▸ **THE EXERCISE**
Transcribe the tail of the listing: start at the line containing "of the area" and stop after the last line, keeping every character as is and adding nothing.

--*--

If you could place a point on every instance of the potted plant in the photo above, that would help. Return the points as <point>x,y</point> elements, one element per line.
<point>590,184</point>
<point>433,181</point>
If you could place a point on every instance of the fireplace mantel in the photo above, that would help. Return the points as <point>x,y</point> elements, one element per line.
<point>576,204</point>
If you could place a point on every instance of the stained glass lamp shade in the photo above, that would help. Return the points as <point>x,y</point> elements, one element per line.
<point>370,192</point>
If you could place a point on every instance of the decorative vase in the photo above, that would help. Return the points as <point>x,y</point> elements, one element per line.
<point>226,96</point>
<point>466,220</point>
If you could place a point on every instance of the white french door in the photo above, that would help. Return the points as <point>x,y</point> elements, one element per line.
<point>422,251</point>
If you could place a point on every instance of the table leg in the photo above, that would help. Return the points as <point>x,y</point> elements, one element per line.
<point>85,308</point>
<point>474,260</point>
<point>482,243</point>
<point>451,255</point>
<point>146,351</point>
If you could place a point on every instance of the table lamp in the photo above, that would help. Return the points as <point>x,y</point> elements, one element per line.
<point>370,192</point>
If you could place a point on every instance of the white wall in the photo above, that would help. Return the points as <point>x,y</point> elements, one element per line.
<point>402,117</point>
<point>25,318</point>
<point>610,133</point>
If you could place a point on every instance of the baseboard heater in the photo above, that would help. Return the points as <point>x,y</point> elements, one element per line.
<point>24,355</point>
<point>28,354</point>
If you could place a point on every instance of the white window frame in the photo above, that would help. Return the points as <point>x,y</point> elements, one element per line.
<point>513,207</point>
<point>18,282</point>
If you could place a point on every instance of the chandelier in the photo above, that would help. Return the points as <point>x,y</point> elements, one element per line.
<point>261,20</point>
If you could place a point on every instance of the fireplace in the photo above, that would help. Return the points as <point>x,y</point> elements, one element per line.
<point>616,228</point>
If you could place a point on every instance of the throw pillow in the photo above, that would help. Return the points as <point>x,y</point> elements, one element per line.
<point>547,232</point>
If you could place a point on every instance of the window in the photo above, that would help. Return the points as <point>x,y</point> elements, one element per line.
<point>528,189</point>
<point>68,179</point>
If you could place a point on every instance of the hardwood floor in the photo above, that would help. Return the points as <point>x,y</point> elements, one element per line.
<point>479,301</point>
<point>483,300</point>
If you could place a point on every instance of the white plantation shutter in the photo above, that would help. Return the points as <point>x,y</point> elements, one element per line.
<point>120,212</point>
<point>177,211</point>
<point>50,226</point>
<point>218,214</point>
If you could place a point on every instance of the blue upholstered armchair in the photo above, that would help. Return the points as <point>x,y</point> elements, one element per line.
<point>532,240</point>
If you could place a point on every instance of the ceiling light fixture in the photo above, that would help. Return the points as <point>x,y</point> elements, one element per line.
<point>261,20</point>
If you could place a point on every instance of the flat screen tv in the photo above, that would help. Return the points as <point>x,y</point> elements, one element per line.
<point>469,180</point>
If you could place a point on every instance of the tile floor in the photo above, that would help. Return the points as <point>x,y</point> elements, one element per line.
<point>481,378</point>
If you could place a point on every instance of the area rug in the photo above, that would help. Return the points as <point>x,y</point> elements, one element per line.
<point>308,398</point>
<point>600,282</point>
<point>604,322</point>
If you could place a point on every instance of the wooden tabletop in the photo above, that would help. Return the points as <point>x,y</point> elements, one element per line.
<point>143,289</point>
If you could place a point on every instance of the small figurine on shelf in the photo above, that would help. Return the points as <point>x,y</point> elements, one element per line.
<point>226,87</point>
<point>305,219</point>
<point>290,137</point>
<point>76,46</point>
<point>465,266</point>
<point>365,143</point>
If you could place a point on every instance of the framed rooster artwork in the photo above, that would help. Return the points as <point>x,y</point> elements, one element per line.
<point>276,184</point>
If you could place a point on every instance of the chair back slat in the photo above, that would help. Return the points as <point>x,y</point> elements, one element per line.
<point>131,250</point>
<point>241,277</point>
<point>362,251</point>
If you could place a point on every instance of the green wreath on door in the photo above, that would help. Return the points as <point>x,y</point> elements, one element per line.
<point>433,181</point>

--*--

▸ **EXERCISE RESPONSE**
If you could place a point on every instance of the area rug in the photo above, that would help. Return the points as <point>x,y</point> elements, one element per line.
<point>308,398</point>
<point>600,282</point>
<point>604,322</point>
If you could place a point on every instance of the wooden tabletop in the photo above, that would help. Return the points as <point>x,y</point> elements, one element per line.
<point>143,289</point>
If you could place a point on every instance of the small figurine on shelf in the photo above, that would help. Return the points as <point>x,y</point> elements, one element per line.
<point>226,87</point>
<point>305,219</point>
<point>290,137</point>
<point>76,46</point>
<point>465,266</point>
<point>365,143</point>
If you could place a point on every instance of the framed rooster artwork in the photo above, that would help. Return the points as <point>x,y</point> elements, one element per line.
<point>276,184</point>
If you could place a point on every instance of the chair back slat in the photo above, that would help. Return the points as <point>x,y</point> elements, one element per line.
<point>131,250</point>
<point>241,277</point>
<point>362,251</point>
If you could place a point on every instance of the green wreath on door in the photo above, that would help. Return the points as <point>x,y</point> elements, one element per line.
<point>433,181</point>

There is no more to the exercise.